#### YOUR TASK:
Would you return the complete listing below word for word?

------------------------------

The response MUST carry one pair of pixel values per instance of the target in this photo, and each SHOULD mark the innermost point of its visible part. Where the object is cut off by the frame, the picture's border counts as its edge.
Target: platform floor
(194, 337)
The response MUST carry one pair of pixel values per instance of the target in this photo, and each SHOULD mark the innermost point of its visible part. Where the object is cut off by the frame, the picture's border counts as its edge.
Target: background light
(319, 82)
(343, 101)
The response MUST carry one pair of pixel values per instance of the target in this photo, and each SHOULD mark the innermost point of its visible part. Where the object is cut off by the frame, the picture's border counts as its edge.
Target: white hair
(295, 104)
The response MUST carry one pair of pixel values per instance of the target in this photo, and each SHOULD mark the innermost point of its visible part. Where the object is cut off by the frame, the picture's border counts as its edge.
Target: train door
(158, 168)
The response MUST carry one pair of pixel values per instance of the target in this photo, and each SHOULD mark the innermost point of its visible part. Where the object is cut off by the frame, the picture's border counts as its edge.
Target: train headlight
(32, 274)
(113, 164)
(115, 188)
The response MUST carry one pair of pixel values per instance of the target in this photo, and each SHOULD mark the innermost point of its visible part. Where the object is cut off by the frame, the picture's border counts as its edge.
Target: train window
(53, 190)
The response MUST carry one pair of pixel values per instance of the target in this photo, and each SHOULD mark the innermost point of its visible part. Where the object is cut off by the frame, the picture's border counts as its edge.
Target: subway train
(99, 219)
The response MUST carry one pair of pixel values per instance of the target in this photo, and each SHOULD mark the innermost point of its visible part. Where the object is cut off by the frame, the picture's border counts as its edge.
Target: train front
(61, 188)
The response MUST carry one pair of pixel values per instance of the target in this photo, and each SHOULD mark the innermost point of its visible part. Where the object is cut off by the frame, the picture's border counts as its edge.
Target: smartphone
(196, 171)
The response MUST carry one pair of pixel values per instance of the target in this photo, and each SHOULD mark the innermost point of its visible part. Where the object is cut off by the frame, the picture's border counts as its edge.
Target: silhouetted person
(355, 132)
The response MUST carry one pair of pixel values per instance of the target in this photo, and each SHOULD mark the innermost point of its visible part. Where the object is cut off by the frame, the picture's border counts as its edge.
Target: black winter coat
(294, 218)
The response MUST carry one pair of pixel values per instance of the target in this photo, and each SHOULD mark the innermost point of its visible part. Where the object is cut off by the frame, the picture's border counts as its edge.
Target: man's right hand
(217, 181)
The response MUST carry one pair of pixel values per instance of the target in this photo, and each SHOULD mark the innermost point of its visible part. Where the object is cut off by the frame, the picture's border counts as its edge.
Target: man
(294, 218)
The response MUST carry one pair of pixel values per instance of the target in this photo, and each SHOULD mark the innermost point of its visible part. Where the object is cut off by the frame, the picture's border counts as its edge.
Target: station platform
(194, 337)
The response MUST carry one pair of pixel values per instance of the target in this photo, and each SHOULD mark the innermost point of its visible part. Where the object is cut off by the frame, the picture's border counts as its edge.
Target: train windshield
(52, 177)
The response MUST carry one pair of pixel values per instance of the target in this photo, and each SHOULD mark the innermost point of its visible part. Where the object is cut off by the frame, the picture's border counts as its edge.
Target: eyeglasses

------------------------------

#### EXPECTED OUTPUT:
The response MUST carry one pair of pixel values per instance of the target in this photo, and each SHOULD mark the innermost point of its visible part. Where the object is cut off by the frame, the picture's border counts as its edge.
Target: platform floor
(194, 337)
The response MUST carry one pair of pixel values per instance of the target in this photo, and each SHOULD mark the innermost point of its visible part. Where the object is cut off by the frame, the picture's border counts as its edge.
Target: background light
(319, 82)
(343, 101)
The response MUST carry one pair of pixel values per instance of the target in this photo, and each SHOULD mark the innermost point of its visible part. Where the object is cut off by the frame, the picture's border counts as its edge.
Target: white hair
(295, 104)
The response MUST carry one pair of pixel values per instance of the target in this photo, and each SHOULD mark the innermost point of its visible part. Where the object is cut off by the frame, the picture's border counts as its edge.
Target: train door
(158, 168)
The response MUST carry one pair of pixel values per instance of the target in this photo, and each SHOULD mark the innermost point of its visible part. Where the object is cut off by the frame, the picture's border counts as its edge.
Target: train headlight
(32, 274)
(113, 164)
(115, 188)
The response MUST carry one pair of pixel values per instance of the target in this photo, and each SHOULD mark the innermost point of its visible part. Where the object is cut off by the frame, the picture's border counts as its edge.
Target: train window
(53, 190)
The response MUST carry one pair of pixel values per instance of the target in this photo, and each SHOULD mark the innermost point of its visible part. Where the object is cut off by the frame, the picture's border counts as its edge.
Target: subway train
(99, 219)
The response MUST carry one pair of pixel values per instance of the target in this photo, and each SHOULD mark the innermost point of its visible part. Where the object is cut off by the frame, the picture's border counts as its edge.
Target: train front
(61, 188)
The response MUST carry one pair of pixel values per instance of the target in this photo, and each SHOULD mark the innermost point of its visible part. Where the object is cut off by the frame, the picture's border counts as its edge.
Target: smartphone
(196, 171)
The response MUST carry one pair of pixel values per instance of the target in this photo, and each SHOULD mark the innermost point of its visible part. Where the object is cut off by the frame, the picture's border counts as its edge.
Target: silhouetted person
(355, 132)
The response MUST carry one pair of pixel values per instance of the target in this photo, and each SHOULD mark the innermost point of its visible part. Where the object is cut off by the frame, the picture's border counts as its edge.
Target: black winter coat
(294, 218)
The response MUST carry one pair of pixel values per instance of the target in this photo, and each SHOULD mark the innermost point of its visible part. Where the object is cut off by the frame, the picture's border counts as its edge.
Target: man's right hand
(217, 181)
The response MUST carry one pair of pixel values per instance of the target in this photo, and each SHOULD mark the innermost point of its visible part. Where the object is cut off by the frame, the picture's border counts as its edge.
Target: man
(294, 218)
The response MUST carry one pair of pixel values per instance of the target in this photo, and each SHOULD mark the innermost point of its visible part. Where the object is cut off by the frame, the picture's border counts as its edge.
Target: station platform
(194, 337)
The response MUST carry one pair of pixel values per instance of the target in this photo, and each SHOULD mark the innermost point of its visible part. Where the object is cut off by the frame, the picture's border counts as its edge.
Target: train windshield
(52, 177)
The response MUST carry one pair of pixel values per instance of the target in this photo, and each SHOULD mark the innermost point of its visible part. Where the object is cut off by the frame, the picture's border counts as its edge.
Target: eyeglasses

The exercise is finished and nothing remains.